▶ [Exercise requirements]: Write out every entry exactly as given, but omit the pictures.

[Object position labeling entries]
☆ ☆ ☆
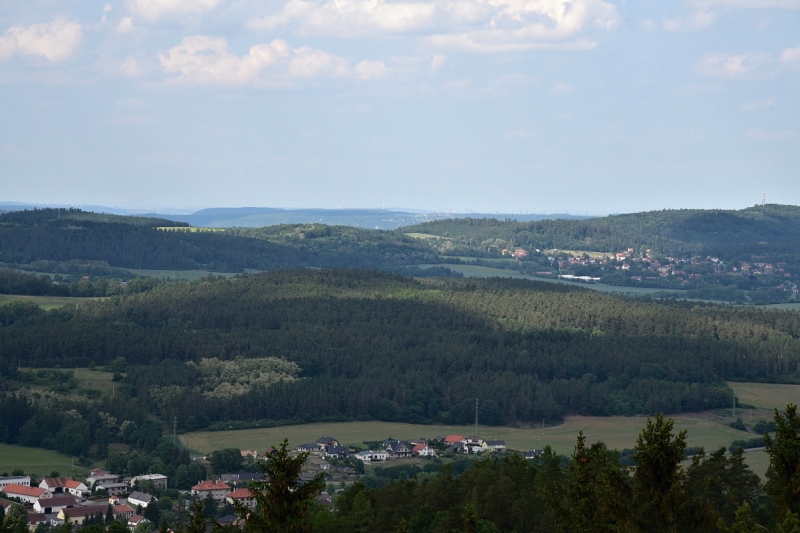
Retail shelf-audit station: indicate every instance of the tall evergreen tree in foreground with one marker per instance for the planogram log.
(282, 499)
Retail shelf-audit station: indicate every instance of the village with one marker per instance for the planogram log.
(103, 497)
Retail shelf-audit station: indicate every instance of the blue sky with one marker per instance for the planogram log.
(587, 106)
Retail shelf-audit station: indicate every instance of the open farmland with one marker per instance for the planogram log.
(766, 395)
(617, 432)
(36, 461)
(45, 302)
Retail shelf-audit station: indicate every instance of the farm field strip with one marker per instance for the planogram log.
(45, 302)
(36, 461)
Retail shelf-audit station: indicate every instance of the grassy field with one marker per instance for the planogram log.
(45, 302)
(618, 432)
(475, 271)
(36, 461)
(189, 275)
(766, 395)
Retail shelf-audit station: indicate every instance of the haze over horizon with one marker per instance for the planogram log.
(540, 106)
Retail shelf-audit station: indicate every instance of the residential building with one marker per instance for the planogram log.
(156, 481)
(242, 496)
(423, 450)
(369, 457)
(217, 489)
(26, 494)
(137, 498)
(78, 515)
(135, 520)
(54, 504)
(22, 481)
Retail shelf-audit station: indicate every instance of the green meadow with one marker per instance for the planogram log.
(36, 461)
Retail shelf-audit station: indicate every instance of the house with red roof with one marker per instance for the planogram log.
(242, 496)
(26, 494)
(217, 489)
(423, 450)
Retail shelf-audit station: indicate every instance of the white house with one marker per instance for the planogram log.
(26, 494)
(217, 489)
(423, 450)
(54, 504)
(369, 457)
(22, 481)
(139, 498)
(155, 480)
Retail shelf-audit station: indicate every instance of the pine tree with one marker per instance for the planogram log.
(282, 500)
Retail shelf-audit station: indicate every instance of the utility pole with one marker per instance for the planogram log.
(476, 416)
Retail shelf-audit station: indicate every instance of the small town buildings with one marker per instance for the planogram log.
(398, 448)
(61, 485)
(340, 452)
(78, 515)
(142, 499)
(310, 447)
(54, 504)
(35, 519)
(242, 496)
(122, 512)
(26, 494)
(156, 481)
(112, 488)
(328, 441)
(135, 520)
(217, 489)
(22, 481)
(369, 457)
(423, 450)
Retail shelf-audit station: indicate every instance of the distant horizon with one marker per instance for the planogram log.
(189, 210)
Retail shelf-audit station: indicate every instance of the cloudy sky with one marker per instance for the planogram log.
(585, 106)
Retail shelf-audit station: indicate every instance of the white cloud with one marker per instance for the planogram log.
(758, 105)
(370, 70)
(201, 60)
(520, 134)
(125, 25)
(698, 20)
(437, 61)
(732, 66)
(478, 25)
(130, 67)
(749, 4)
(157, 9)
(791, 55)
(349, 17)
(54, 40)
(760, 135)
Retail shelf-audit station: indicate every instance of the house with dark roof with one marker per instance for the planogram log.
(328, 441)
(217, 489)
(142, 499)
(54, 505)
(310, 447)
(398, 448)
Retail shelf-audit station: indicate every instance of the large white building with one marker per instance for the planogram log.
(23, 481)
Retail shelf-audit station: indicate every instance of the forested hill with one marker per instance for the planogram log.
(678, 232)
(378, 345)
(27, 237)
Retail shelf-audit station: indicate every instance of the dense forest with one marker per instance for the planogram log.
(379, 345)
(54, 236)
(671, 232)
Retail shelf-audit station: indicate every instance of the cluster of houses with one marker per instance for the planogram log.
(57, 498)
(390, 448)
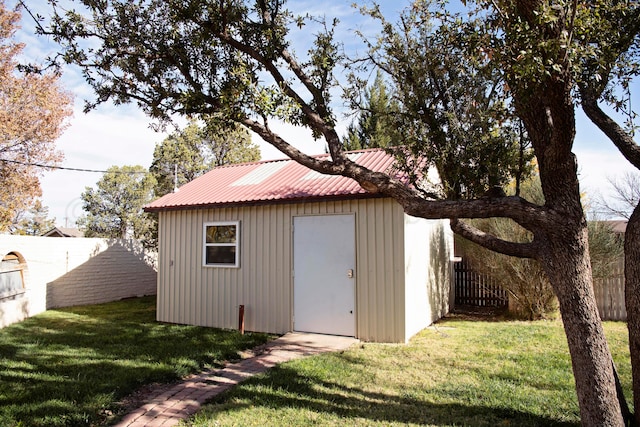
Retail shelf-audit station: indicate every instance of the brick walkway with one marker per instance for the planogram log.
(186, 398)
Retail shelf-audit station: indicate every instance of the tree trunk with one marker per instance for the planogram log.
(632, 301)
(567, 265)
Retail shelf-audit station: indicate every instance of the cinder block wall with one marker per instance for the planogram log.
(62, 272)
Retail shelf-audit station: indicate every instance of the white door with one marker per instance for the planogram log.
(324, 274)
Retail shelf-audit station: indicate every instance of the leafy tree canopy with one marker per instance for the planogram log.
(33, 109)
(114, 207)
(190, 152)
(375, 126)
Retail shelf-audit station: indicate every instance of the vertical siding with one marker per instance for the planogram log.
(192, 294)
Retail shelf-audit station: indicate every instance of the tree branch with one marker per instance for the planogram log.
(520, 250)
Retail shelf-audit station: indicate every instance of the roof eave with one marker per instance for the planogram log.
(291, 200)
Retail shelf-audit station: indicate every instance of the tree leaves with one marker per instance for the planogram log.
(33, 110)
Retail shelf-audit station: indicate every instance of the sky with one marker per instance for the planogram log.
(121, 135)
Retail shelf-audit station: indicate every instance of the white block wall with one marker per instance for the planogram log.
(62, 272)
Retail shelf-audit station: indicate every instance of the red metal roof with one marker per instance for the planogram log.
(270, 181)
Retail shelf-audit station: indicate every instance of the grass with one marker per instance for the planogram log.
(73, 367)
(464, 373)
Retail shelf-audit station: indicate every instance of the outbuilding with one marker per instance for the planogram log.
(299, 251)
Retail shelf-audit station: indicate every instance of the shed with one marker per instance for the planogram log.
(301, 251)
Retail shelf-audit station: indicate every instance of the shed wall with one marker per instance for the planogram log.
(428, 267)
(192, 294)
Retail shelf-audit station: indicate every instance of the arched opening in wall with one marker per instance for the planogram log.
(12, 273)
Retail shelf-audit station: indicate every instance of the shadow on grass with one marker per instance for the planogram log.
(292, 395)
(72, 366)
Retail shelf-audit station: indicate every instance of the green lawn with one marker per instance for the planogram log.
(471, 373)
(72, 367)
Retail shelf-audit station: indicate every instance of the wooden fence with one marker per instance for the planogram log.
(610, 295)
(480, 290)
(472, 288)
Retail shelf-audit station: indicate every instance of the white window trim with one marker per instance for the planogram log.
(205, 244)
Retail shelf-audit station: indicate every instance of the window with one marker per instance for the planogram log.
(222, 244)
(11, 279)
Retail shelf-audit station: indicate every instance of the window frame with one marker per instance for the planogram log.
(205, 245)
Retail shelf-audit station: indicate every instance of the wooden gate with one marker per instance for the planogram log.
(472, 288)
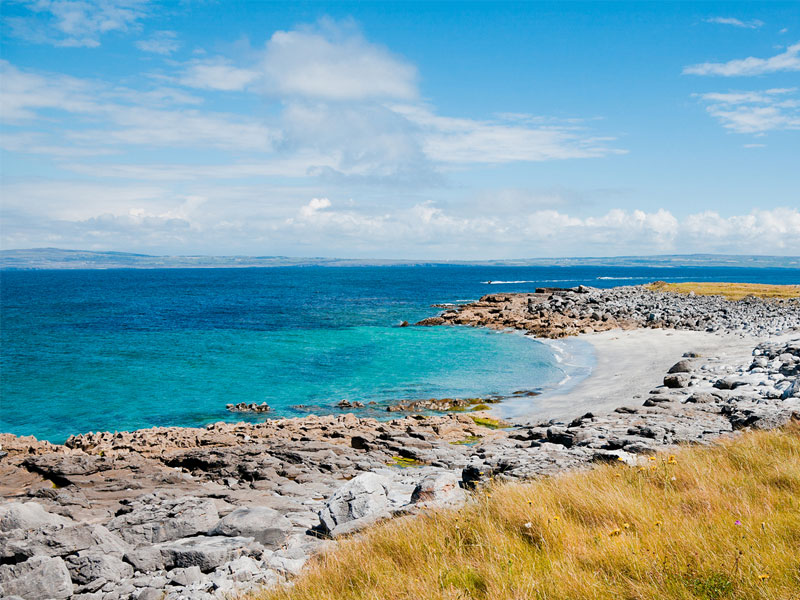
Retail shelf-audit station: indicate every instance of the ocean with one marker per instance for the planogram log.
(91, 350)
☆ ☆ ☆
▶ [Problem solution]:
Retail shelf-audit station: indicate every instance of the tall evergreen tree in foreground with one marker per instance for the planogram log.
(282, 499)
Retail shelf-audit station: indicate every instance of the village with one marker per instance for the planogram log.
(103, 497)
Retail shelf-audit station: indicate every instance of the blue sky with one marker per instance for the planogram log.
(587, 106)
Retail shelf-audit station: indicate every instance of the open farmland with one marker per instance for the planogram log.
(766, 395)
(617, 432)
(36, 461)
(45, 302)
Retail shelf-audit station: indicate every instance of the farm field strip with one marker per instance for the planogram log.
(45, 302)
(36, 461)
Retail shelf-audit station: indicate every instance of the grassy field with one marker per instance for the planogram log.
(45, 302)
(618, 432)
(475, 271)
(36, 461)
(189, 275)
(766, 395)
Retail shelf-audit station: indicate every instance of the haze over horizon with one marker per instance for the planogram log.
(540, 106)
Retail shelf-audit station: indicate every instance of the residential building with one marker per instance for the planogram log.
(156, 481)
(242, 496)
(423, 450)
(369, 457)
(217, 489)
(26, 494)
(137, 498)
(78, 515)
(135, 520)
(54, 504)
(22, 481)
Retail shelf-audit station: indicate every instance of the green meadow with one marker per instance for the planogram log.
(36, 461)
Retail shelf-audit station: indicate every instance of the house with red roof with one marker per instance for the planogram log.
(242, 496)
(26, 494)
(217, 489)
(423, 450)
Retail shelf-audit station: indicate every instance of the white house with one marker per instance for the planogram log.
(26, 494)
(217, 489)
(423, 450)
(54, 504)
(369, 457)
(22, 481)
(139, 498)
(155, 480)
Retail shelf-audit station: indicate every instance of the pine tree with one marker per instance for the planogram log.
(282, 500)
Retail shelf-audit station: indicate every instance of the utility pole with one marker per instance for the planogram log.
(476, 416)
Retail shelf-audit station: indicate every instance of the small town buildings with one marker per instance for the planogram log.
(398, 448)
(61, 485)
(340, 452)
(78, 515)
(142, 499)
(310, 447)
(54, 504)
(35, 519)
(242, 496)
(122, 512)
(26, 494)
(156, 481)
(112, 488)
(328, 441)
(135, 520)
(217, 489)
(22, 481)
(369, 457)
(423, 450)
Retail shelf-audit station: indicate every instance of the distant horizon with one marker per instance for the planogram log.
(189, 210)
Retail shelf-audit station: indicate every instance of the cloudy sky with one marker per instance for the planogram log.
(585, 106)
Retail shelf-audit station: indicate every instance of the white cloud with one marker per instance for the planogram log.
(758, 105)
(370, 70)
(201, 60)
(520, 134)
(125, 25)
(698, 20)
(437, 61)
(732, 66)
(478, 25)
(130, 67)
(749, 4)
(157, 9)
(791, 55)
(349, 17)
(54, 40)
(760, 135)
Retail shelf-audit station: indicate every instance of the house with dark roof with one marker per instance for the planogram log.
(328, 441)
(217, 489)
(142, 499)
(54, 505)
(310, 447)
(398, 448)
Retail shelf-audit station: indicate every instance of the large white building with one marker per instance for the planogram log.
(23, 481)
Retail shelf-audit station: indicate every instance of the forested hill with one marker per instance for the planogram log.
(678, 232)
(378, 345)
(27, 237)
Retail shelf-audit station: indicate every instance of the dense forest with one marker per instance for the planogram log.
(379, 345)
(54, 236)
(671, 232)
Retail shelf-audit station: indicate every instance of the cluster of houses with one marker per instance for the planogram log.
(57, 498)
(390, 448)
Retail shelf-audit station: indicate every instance of the brick walkway with one marker per instance for the planogram log.
(186, 398)
Retail shelf-audit station: indicate every instance of the tree trunk with one marker per instance for the planogram log.
(632, 301)
(567, 265)
Retail shelf-audit station: indicate every instance of the cinder block wall with one marker per instance for the planogram log.
(62, 272)
Retail shelf-audit station: indicate every instance of the white door with one marker per instance for the planogram log.
(324, 274)
Retail shelf-audit station: indicate every instance of the leafy tree canopy with one marker per instance for the planogram log.
(33, 109)
(114, 207)
(190, 152)
(375, 126)
Retail shelf-audit station: indicate every instance of the vertical siding with one marker per instance for the planogram log.
(192, 294)
Retail shelf-audit station: indicate every instance of the tree branch with one marker per instance for the planogram log.
(520, 250)
Retail shelf-audit station: indicate every instance of the roof eave with one marker per instance for the planogram log.
(291, 200)
Retail shelf-audit station: indicate every instance of the tree leaves with one marker per instance for the planogram log.
(33, 110)
Retail shelf-audit station: indicate every instance of the sky with one marker per instance for the planogram log.
(121, 135)
Retail shelf-audit station: indicate every instance of the white block wall with one marker per instance for the planogram log.
(62, 272)
Retail shelf-audit station: indicate every instance of the red metal roof with one marker per instance for the planogram log.
(270, 181)
Retail shelf-audit station: indicate every instance of the grass with one marker per instance for the planogram log.
(73, 367)
(464, 373)
Retail shelf-audit station: indicate every instance of the outbuilding with one marker per instance for the planogram log.
(299, 251)
Retail shelf-audit station: indicate every instance of the shed with one marker per instance for the planogram log.
(301, 251)
Retail shelf-audit station: indicate every instance of the shed wall with one marker per instance for the planogram log.
(428, 267)
(192, 294)
Retail shelf-audit station: indicate every instance of the arched opening in wall with one marker per instance for the planogram log.
(12, 273)
Retail shelf-audit station: indicate every instance of the shadow on grass with one marker per instance for the planogram log.
(292, 395)
(72, 366)
Retail shelf-audit station: indicate every instance of the green lawn with one marker per instance for the planogram log.
(471, 373)
(72, 367)
Retail shelf-audit station: indicate every instance of the wooden fence with one marker per instance for the planogram log.
(610, 295)
(480, 290)
(472, 288)
Retail shelf-audit station: indicate every instance of the white window trim with one marker per instance for the planogram log.
(205, 244)
Retail shelf-audit station: indicate every instance of the window with one marker per instance for the planogram log.
(222, 244)
(11, 279)
Retail shelf-audit station: indicate every instance of the window frame with one marker per instance for the planogram log.
(205, 245)
Retail shelf-audit station: indicate every instance of the wooden gate with one marker per instance for the planogram log.
(472, 288)
Retail shelf-audit station: indicate every instance of the ocean with one marker per instance for the planogram log.
(91, 350)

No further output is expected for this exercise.